ZU LESENDER TEXT ▸
===
Tu das lieber nicht zu genau, denk an deinen Geldbeutel!*g*


----------



## angelwolli (16. Dezember 2004)

*AW: sinkende Monofile*

He lulatsch, die genannten Knoten waren zum anknoten an Wirbel oder Einhänger gedacht, als Schlaufe binde ich entweder Diese Chirurgenschlaufe - für diesen "Perfection Loop" muß ich auch immer mal kurz in die kleine Knotenfibel gucken.
Wegen ner Anleitung - da muß ich mal nen Link suchen - ist mit Worten so ne Sache - aber ich denke Die kennst Du - vielleicht postet ja auch jemand einen Knotenlink


----------



## langerLulatsch (16. Dezember 2004)

*AW: sinkende Monofile*

@angelwolli
 Hatte mir fast gedacht, dass die knoten auf den Wirbel bezogen waren, war mir allerdings nicht ganz sicher!


----------



## angelwolli (16. Dezember 2004)

*AW: sinkende Monofile*

Angelknoten


----------



## langerLulatsch (16. Dezember 2004)

*AW: sinkende Monofile*

Super, Dankeschön!!!!


----------



## Knispel (16. Dezember 2004)

*AW: sinkende Monofile*



			
				angelwolli schrieb:
			
		

> Angelknoten



Bedankt sich auch einmal für den Link.. |wavey:


----------



## Ansgar (16. Dezember 2004)

*AW: sinkende Monofile*



			
				langerLulatsch schrieb:
			
		

> Hallo Zusammen,
> 
> kennt jemand eine sinkende Monofil-Schnur bzw kann mir eine empfehlen?
> Einsetzen möcht ich die an der MAtchrute, sollte so 16er oder 18er sein.
> ...




Hi Uwe,

koennte mir vorstellen, dass das ne Trabucco Schnur gewesen ist - fische selber ne sinkende 18er - und die ist auch braun und ne spezielle Match-Schnur.
Schau doch mal im Katalog, wenn Du einen zur Hand hast...

All the best
Ansgar


----------



## langerLulatsch (16. Dezember 2004)
===
ENTNOMMENE DATEN ▸

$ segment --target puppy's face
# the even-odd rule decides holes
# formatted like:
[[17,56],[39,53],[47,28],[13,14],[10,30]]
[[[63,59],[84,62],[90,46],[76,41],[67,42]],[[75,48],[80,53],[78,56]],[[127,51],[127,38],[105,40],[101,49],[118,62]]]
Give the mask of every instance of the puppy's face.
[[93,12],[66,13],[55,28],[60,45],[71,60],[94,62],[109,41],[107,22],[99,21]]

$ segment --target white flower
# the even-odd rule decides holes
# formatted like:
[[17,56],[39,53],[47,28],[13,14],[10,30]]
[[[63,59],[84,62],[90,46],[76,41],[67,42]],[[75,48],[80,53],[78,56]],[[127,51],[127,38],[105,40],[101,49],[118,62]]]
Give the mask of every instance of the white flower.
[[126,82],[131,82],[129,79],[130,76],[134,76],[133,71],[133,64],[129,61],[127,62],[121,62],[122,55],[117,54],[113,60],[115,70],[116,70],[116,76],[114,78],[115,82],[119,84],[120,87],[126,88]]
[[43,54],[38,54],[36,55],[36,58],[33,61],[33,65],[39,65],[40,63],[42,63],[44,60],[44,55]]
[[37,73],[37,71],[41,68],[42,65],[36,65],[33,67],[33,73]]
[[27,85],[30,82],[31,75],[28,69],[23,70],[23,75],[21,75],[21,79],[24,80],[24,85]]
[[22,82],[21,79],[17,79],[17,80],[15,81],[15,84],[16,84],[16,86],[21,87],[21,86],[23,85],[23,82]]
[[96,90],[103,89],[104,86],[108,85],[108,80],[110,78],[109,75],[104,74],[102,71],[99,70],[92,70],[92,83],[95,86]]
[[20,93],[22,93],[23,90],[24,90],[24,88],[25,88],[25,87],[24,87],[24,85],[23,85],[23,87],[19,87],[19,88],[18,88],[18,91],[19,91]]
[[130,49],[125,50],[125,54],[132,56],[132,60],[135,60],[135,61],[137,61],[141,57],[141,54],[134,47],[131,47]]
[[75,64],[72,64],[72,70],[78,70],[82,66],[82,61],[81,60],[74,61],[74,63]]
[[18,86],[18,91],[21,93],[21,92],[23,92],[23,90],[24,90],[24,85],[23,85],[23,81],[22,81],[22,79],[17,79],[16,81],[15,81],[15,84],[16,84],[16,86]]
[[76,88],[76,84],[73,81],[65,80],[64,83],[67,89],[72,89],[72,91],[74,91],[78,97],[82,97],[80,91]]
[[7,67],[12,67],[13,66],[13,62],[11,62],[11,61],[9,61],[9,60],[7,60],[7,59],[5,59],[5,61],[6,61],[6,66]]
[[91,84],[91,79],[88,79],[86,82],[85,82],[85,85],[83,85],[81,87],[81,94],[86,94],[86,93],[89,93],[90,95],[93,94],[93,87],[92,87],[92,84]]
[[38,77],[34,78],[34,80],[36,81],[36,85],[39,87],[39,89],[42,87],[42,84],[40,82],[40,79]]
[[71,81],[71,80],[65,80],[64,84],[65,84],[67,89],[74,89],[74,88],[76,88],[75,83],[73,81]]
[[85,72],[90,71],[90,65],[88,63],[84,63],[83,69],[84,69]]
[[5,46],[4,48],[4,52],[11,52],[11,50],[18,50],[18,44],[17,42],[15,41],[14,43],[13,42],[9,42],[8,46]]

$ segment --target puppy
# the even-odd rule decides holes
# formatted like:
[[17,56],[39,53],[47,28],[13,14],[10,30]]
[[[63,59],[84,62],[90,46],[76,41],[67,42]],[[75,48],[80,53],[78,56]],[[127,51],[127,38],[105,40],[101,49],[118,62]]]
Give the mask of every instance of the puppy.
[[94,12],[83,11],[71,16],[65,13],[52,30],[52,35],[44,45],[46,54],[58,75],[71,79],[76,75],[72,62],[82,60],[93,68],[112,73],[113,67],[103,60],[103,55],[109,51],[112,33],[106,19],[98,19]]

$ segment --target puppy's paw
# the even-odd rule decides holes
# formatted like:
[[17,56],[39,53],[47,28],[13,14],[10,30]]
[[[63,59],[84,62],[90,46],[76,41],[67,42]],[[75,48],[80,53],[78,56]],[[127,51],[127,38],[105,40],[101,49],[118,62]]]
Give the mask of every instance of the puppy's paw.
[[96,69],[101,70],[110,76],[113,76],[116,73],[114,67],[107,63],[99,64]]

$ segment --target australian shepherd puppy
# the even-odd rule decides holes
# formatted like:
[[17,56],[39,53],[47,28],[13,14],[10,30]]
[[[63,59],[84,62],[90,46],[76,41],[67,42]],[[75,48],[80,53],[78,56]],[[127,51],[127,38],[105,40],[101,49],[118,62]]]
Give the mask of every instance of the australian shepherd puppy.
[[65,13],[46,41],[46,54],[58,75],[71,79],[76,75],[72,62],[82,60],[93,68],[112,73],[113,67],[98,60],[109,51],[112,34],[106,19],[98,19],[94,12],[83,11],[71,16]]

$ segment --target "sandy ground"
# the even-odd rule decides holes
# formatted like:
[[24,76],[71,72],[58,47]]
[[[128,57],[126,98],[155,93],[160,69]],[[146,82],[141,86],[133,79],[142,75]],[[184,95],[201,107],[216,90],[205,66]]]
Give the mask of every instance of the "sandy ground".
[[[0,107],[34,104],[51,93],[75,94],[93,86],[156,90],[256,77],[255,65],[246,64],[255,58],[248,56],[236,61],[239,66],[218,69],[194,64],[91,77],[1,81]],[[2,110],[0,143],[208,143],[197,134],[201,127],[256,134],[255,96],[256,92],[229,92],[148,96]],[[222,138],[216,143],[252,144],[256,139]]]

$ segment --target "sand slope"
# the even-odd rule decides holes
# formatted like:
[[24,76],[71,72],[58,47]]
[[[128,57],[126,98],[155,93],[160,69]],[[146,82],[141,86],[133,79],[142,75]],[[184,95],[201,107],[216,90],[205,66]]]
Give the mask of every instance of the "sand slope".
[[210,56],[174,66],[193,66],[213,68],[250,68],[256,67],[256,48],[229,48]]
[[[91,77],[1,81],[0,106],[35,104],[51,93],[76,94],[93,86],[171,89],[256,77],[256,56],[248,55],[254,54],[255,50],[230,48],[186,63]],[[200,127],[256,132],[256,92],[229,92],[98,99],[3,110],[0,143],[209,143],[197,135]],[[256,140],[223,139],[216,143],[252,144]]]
===
WAS ERWARTET WIRD ▸ Kannst du aus dem Forentext über sinkende Monofile die Stelle wortgetreu wiedergeben, die bei „koennte mir vorstellen, dass“ beginnt und bei „zur Hand hast...“ endet?

ENDGÜLTIGE ANTWORT ▸
koennte mir vorstellen, dass das ne Trabucco Schnur gewesen ist - fische selber ne sinkende 18er - und die ist auch braun und ne spezielle Match-Schnur.
Schau doch mal im Katalog, wenn Du einen zur Hand hast...